TEXT PASSAGE:
## start

New chapters in Fall River’s history have all too frequently been written in blood. A gripping new documentary series from Epix called “Fall River” examines some of those dark days — perhaps the bleakest this city has ever seen. It plunges deep into hell — a time of murder, sex, crime, drugs, child abuse, and religious hysteria — before finding something that might be a glimmer of light at the end. 

Directed by James Buddy Day, “Fall River” is a true-crime documentary concerning the so-called Satanic cult murders of 1979 and 1980, the killings of Doreen Levesque, Barbara Raposa and Karen Marsden. All three were young — Marsden was the oldest at 20 — and had a history of sex work in the area. All three were slain with stomach-churning brutality. 

 

Carl Drew, then a 24-year-old pimp, was found guilty of Marsden’s murder and sentenced to life in prison without possibility of parole — he’s still serving in MCI Shirley. Robin Murphy, then only 17 and a hard-fighting pimp in her own right, was also sentenced to life for second-degree murder for her role in Marsden’s murder; after being paroled in 2004 and sent back for a violation in 2011, she remains behind bars in MCI Framingham.

## end

RAW DATA:
## start

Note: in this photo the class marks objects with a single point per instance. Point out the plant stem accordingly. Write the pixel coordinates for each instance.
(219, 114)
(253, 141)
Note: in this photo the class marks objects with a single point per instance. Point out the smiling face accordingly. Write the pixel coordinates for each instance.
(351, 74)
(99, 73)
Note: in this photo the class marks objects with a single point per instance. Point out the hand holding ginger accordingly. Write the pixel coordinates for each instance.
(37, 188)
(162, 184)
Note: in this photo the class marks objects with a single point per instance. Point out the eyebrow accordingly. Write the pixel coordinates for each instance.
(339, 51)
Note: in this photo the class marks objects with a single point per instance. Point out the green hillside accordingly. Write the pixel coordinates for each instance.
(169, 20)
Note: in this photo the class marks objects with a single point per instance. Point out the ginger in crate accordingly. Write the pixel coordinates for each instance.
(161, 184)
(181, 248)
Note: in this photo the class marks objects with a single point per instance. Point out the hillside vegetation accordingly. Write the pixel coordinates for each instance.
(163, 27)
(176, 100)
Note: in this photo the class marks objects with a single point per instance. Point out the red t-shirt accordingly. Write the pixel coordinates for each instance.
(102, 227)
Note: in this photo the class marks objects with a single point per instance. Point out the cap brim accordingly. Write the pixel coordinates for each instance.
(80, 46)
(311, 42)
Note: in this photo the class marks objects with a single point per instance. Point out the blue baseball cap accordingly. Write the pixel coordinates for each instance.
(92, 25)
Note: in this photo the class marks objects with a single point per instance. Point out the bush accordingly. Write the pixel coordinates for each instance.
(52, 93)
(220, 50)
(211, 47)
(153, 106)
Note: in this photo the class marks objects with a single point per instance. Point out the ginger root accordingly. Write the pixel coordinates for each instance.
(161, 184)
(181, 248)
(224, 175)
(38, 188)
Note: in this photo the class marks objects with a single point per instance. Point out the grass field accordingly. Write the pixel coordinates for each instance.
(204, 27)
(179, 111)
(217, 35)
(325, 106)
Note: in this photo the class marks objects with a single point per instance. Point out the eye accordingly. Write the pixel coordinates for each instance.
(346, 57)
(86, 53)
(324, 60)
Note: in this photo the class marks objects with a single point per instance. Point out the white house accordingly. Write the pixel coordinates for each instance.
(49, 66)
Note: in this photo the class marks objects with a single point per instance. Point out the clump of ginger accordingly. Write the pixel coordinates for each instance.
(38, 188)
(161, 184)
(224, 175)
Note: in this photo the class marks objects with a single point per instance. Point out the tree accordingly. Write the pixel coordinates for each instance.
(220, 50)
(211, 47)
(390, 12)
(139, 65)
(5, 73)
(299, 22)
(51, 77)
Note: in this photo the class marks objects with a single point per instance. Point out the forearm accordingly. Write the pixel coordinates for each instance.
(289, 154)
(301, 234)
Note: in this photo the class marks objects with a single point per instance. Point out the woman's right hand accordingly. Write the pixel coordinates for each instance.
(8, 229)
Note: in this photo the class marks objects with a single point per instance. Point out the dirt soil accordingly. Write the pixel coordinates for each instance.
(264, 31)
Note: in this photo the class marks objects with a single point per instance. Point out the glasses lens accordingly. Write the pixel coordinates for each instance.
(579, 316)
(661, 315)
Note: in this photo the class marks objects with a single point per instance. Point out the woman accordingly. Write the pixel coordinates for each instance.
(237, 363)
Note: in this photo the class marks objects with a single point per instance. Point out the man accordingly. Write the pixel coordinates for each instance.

## end

WORK TO COMPLETE:
**A)** From the article on the "Fall River" documentary, extract everything from "Directed by James" down to "in MCI Framingham.".
**B)** In the article on the "Fall River" documentary, who directed the series?
**C)** Proceed with the article on the "Fall River" documentary series, picking up after its last sentence.
The records were taken from a different source than the text.

ANSWERS TO THE TASKS:
**A)**
Directed by James Buddy Day, “Fall River” is a true-crime documentary concerning the so-called Satanic cult murders of 1979 and 1980, the killings of Doreen Levesque, Barbara Raposa and Karen Marsden. All three were young — Marsden was the oldest at 20 — and had a history of sex work in the area. All three were slain with stomach-churning brutality. 

 

Carl Drew, then a 24-year-old pimp, was found guilty of Marsden’s murder and sentenced to life in prison without possibility of parole — he’s still serving in MCI Shirley. Robin Murphy, then only 17 and a hard-fighting pimp in her own right, was also sentenced to life for second-degree murder for her role in Marsden’s murder; after being paroled in 2004 and sent back for a violation in 2011, she remains behind bars in MCI Framingham.

**B)** James Buddy Day

**C)**
Through a mix of re-enactments, archive footage and modern-day interviews with witnesses, “Fall River” transports viewers to the bad old days of the late 70s. It’s a time when prostitutes were tricking openly up and down Bedford Street within full view of the police station while cops looked the other way. We hear of teenage girls hanging out in seedy bars, and being drugged and exploited for sex. And while police were starting to focus on child sex abuse as a crime, we still hear horror stories of young girls being taken to the Freetown State Forest, viciously raped, but ignored by officers who refused to believe their testimony. 

Even in this context, the murders still stood out at the time for their savagery. Levesque and Raposa were both found tied up, their skulls crushed. Apart from some teeth and a portion of skull, Marsden’s body was never found at all.  

It’s a case that former Fall River police detective and current state Rep. Alan Silvia tells interviewers haunts him to this day.

Hovering over all of this is the specter of Satanism. “Fall River” delves a bit into the history of the “Satanic panic” of the late 1970s and early ‘80s, how parents and law enforcement became convinced that women and children were being preyed upon by devil worshippers, the woods used as the scenes of animal sacrifices and evil rituals.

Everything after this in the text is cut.